Retype the data below line for line, keeping every character the same, and leave the picture out of your copy.

___ Provided data

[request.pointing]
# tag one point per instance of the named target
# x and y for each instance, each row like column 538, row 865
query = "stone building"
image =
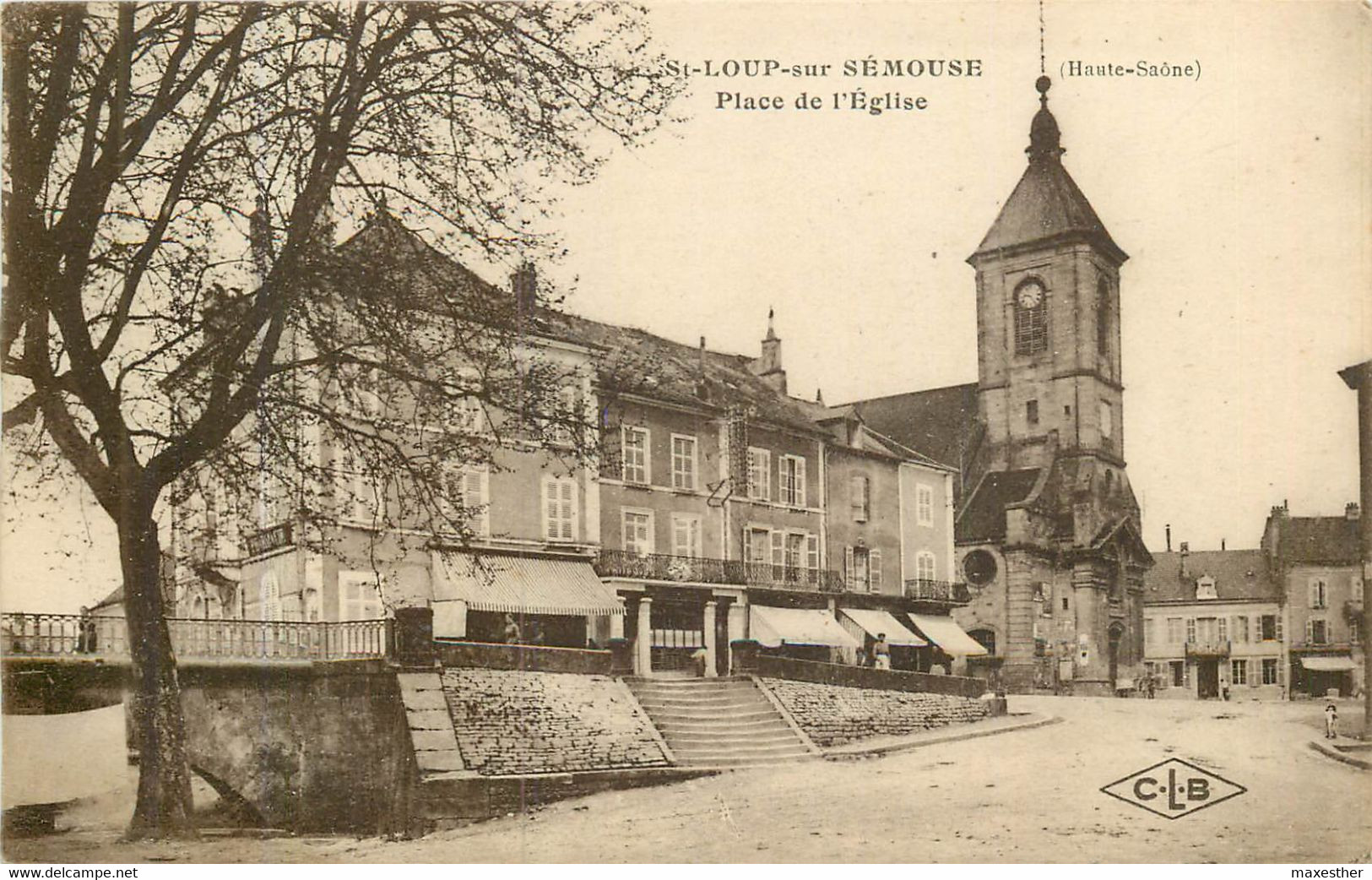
column 1317, row 563
column 1213, row 625
column 1047, row 528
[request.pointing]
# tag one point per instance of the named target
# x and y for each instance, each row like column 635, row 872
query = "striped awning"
column 523, row 585
column 947, row 634
column 876, row 622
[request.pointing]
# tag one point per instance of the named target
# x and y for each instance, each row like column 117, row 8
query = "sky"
column 1242, row 197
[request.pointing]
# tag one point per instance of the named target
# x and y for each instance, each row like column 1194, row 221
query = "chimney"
column 524, row 285
column 768, row 366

______

*Complete output*
[request.pointing]
# tag one point per instance of the named target
# x and y for each instance, each row like column 538, row 865
query = "stone building"
image =
column 1317, row 563
column 1213, row 625
column 1047, row 528
[request.pointing]
# tag one point per instance of the named target
# x and y for each instance, each row like column 635, row 872
query = "striped awning"
column 523, row 585
column 947, row 634
column 876, row 622
[request.pointing]
# tag one point per instance of the named target
# x and y for each instance, each row like column 117, row 8
query = "sky"
column 1242, row 197
[request.pointing]
# tag one point per instance of the named target
# x and y for each instance, each row like column 1194, row 221
query = "chimney"
column 524, row 285
column 768, row 366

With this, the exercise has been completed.